Pick out every line in the items below that contains the word "girl", and copy each of those lines.

EXERCISE INPUTS »
*-*-*

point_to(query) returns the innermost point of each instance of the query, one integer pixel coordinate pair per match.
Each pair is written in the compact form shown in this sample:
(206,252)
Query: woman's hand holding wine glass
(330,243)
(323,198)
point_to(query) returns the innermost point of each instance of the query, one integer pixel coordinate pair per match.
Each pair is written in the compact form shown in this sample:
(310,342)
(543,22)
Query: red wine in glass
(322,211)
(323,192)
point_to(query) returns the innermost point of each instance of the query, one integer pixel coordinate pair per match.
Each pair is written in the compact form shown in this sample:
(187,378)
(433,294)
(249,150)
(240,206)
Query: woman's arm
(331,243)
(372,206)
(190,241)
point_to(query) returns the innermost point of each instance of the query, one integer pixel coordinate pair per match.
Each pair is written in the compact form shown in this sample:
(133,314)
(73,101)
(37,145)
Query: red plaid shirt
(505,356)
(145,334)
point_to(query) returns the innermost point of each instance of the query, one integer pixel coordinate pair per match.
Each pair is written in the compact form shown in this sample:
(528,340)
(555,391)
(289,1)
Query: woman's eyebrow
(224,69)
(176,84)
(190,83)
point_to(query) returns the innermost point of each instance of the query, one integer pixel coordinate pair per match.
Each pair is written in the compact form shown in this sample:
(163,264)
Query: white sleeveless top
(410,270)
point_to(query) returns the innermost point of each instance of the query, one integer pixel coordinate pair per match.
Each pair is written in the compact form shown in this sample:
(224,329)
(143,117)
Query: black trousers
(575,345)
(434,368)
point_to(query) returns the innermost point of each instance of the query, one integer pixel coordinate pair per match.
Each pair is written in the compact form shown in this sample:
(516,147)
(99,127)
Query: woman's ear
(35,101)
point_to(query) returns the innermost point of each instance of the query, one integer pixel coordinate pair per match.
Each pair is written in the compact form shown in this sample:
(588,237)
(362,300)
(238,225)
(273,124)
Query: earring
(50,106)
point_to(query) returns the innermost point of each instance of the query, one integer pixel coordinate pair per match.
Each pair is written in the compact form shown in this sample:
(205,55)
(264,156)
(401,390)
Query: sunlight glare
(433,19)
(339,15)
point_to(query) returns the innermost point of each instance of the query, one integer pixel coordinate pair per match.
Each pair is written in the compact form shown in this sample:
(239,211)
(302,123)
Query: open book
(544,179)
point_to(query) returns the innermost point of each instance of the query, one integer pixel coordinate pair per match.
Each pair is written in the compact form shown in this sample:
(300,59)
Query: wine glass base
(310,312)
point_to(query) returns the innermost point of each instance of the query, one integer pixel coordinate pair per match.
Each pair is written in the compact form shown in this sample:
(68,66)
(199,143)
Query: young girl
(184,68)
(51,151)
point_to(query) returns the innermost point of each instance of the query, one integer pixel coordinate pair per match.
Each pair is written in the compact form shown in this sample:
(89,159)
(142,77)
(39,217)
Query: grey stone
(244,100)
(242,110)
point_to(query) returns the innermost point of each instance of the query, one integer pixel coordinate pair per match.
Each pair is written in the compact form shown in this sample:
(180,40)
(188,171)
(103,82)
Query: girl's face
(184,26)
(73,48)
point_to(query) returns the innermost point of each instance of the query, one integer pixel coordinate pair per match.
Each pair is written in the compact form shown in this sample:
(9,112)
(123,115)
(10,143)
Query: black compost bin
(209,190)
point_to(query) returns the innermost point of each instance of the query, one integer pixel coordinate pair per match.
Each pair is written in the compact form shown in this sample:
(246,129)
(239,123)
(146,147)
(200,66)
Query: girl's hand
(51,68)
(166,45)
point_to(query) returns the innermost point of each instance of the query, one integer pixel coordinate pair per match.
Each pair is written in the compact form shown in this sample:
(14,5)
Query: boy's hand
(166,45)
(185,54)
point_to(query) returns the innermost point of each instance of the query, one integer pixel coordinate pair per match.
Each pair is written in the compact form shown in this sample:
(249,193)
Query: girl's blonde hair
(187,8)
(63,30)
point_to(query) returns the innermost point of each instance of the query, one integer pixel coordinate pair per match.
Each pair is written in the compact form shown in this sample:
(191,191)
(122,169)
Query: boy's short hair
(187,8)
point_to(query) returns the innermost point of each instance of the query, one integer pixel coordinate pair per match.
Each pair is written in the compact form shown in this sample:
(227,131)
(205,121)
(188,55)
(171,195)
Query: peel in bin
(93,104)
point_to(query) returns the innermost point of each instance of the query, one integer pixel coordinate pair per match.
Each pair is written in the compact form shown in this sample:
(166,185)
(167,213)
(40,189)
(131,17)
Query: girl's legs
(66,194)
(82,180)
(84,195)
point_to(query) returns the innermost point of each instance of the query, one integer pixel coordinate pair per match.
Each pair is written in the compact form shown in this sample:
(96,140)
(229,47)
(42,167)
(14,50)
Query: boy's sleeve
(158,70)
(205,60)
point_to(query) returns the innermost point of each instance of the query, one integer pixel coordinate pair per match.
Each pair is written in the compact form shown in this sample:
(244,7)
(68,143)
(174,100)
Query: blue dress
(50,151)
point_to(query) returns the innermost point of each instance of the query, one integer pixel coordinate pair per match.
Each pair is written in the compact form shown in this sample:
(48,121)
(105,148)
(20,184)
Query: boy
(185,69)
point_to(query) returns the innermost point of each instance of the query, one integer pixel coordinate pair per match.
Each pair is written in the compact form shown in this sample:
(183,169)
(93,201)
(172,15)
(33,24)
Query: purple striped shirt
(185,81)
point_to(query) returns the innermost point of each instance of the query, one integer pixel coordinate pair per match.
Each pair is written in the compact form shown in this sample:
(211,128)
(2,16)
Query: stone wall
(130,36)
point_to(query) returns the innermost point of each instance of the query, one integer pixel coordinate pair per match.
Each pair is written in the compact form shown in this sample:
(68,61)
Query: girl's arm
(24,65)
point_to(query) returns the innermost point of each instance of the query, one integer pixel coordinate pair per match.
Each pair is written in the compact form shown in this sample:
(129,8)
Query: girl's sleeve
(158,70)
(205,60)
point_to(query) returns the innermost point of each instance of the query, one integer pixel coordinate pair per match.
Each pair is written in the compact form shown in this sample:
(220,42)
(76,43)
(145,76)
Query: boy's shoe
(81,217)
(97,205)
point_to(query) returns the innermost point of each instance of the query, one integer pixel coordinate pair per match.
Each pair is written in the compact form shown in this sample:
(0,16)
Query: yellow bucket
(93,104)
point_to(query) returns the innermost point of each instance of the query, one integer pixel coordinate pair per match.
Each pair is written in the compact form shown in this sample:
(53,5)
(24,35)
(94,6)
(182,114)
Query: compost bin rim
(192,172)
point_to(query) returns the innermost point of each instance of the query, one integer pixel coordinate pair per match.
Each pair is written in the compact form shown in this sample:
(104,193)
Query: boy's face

*-*-*

RESPONSE BELOW »
Query: young girl
Query: girl's face
Query: girl's hand
Query: girl's blonde hair
Query: girl's legs
Query: girl's arm
Query: girl's sleeve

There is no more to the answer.